Extract the complete listing and output it unchanged.

Extracted information
[Start of Attachment]
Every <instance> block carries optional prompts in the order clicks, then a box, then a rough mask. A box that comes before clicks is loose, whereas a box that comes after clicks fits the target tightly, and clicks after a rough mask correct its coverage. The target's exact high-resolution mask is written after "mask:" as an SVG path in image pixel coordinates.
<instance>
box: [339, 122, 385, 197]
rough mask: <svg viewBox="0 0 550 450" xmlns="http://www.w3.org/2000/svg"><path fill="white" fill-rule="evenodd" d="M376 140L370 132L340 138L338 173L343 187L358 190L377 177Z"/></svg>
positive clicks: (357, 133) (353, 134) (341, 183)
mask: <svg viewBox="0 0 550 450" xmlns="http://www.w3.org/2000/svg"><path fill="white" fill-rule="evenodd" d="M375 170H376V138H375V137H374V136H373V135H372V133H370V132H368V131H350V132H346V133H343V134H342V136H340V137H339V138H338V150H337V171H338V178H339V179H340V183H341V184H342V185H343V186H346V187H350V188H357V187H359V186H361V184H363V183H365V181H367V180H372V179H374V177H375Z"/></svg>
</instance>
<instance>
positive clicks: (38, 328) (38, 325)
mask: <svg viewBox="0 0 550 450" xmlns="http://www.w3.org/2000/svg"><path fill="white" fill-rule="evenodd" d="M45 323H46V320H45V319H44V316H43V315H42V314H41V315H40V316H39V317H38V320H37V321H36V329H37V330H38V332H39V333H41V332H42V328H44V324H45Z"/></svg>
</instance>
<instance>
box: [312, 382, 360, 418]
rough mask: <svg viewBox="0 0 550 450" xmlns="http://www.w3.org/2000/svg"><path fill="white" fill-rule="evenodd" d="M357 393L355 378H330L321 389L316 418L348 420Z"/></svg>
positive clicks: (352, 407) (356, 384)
[End of Attachment]
Result
Every <instance> block carries optional prompts in the order clicks, then a box, then a rough mask. A box that comes before clicks is loose, whereas a box that comes after clicks fits the target tightly, and clicks after a rough mask correct its coverage. The target's exact high-resolution mask is written after "mask:" as an SVG path in image pixel coordinates.
<instance>
box: [339, 122, 385, 197]
rough mask: <svg viewBox="0 0 550 450" xmlns="http://www.w3.org/2000/svg"><path fill="white" fill-rule="evenodd" d="M376 140L370 132L340 138L338 173L343 187L358 190L377 177Z"/></svg>
positive clicks: (357, 133) (353, 134) (341, 183)
mask: <svg viewBox="0 0 550 450" xmlns="http://www.w3.org/2000/svg"><path fill="white" fill-rule="evenodd" d="M375 170H376V138H375V137H374V136H373V135H372V133H370V132H368V131H350V132H346V133H343V134H342V136H340V137H339V138H338V150H337V171H338V178H339V179H340V183H341V184H342V185H343V186H346V187H350V188H357V187H359V186H361V184H363V183H365V181H367V180H372V179H374V177H375Z"/></svg>
</instance>
<instance>
positive clicks: (38, 328) (38, 325)
mask: <svg viewBox="0 0 550 450" xmlns="http://www.w3.org/2000/svg"><path fill="white" fill-rule="evenodd" d="M45 323H46V320H45V319H44V316H43V315H42V314H41V315H40V316H39V317H38V320H37V321H36V329H37V330H38V332H39V333H41V332H42V328H44V324H45Z"/></svg>
</instance>
<instance>
box: [312, 382, 360, 418]
rough mask: <svg viewBox="0 0 550 450" xmlns="http://www.w3.org/2000/svg"><path fill="white" fill-rule="evenodd" d="M357 393L355 378H330L321 389L316 418L348 420Z"/></svg>
positive clicks: (352, 407) (356, 384)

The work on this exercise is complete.